[Entries supplied]
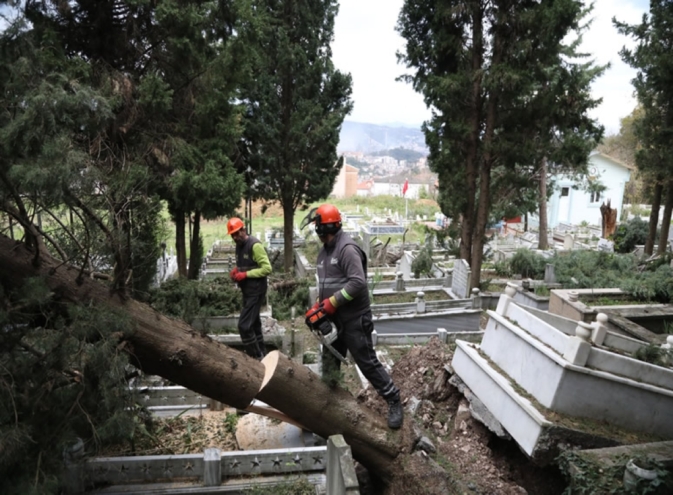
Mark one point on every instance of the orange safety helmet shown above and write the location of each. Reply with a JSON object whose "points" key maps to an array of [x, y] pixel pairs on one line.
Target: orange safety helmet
{"points": [[234, 225], [327, 219]]}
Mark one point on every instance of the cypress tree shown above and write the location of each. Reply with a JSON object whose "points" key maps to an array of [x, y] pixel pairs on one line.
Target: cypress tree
{"points": [[503, 96], [653, 126], [295, 106]]}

[Exercise]
For the records above, output each one exactly and skip any image.

[Exercise response]
Mark one point on every instance of the orange safety helmet shown above and write the location of each. Reply with a JSON object whose "points" key maps to an array of [x, y] pixel pairs on one line.
Target: orange safety helmet
{"points": [[234, 225], [327, 219]]}
Mark one point on every instance of the cypress tree shown above and write the location of each. Reply with a JSON object whose "points" key maps to an array of [x, y] pixel pairs on one line.
Target: cypress tree
{"points": [[503, 96], [653, 126], [295, 106]]}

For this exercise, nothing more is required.